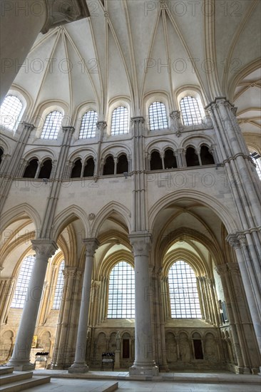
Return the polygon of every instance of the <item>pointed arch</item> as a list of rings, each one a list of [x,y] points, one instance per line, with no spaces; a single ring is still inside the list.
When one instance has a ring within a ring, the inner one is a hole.
[[[88,216],[83,210],[73,205],[63,210],[63,211],[55,217],[52,230],[53,239],[56,241],[63,229],[77,219],[79,219],[83,224],[84,228],[84,238],[88,237],[91,229]]]
[[[110,217],[110,215],[111,215],[111,214],[115,212],[118,214],[123,218],[128,228],[128,233],[130,233],[130,222],[129,219],[129,217],[130,217],[130,210],[125,205],[117,202],[112,201],[106,205],[98,212],[91,229],[91,237],[96,237],[98,235],[102,224],[107,218]]]

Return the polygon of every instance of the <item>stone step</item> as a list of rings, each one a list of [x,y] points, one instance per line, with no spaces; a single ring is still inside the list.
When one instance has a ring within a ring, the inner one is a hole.
[[[28,380],[21,380],[0,386],[0,392],[18,392],[34,386],[49,383],[51,377],[32,377]]]
[[[9,374],[1,375],[0,386],[14,383],[21,380],[27,380],[33,377],[32,371],[16,371]]]
[[[13,373],[14,368],[12,366],[0,366],[0,375]]]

____

**Set exercise:** Omit every picture while copying the listing above exactly.

**Correct response:**
Return the polygon of every instance of the <item>pointed arch</item> as a list of rings, each one a list of [x,y] points, one instance per line, with no spaces; a single ring is still inside the list.
When one instance has a ring within a ring, the inner one is a hole.
[[[88,216],[83,210],[73,205],[63,210],[63,211],[55,217],[52,230],[53,239],[56,241],[63,229],[77,219],[79,219],[83,224],[84,228],[84,238],[88,237],[91,229]]]
[[[110,217],[110,215],[111,215],[111,214],[115,212],[118,214],[123,218],[128,228],[128,233],[130,233],[130,222],[129,219],[129,217],[130,217],[130,210],[125,205],[117,202],[112,201],[106,205],[98,212],[91,229],[91,237],[96,237],[98,235],[102,224],[107,218]]]

Return the polygon of every instance of the <item>stone step</item> as a list of rings, each one a list of [x,y] points, one instance per line, with no spaces; a single ring is still inside the list.
When one instance has a ring within a ring, the inner one is a hole.
[[[28,380],[21,380],[0,386],[0,392],[18,392],[34,386],[49,383],[51,377],[32,377]]]
[[[9,374],[1,375],[0,386],[14,383],[21,380],[27,380],[33,377],[32,371],[16,371]]]
[[[13,373],[14,368],[12,366],[0,366],[0,375]]]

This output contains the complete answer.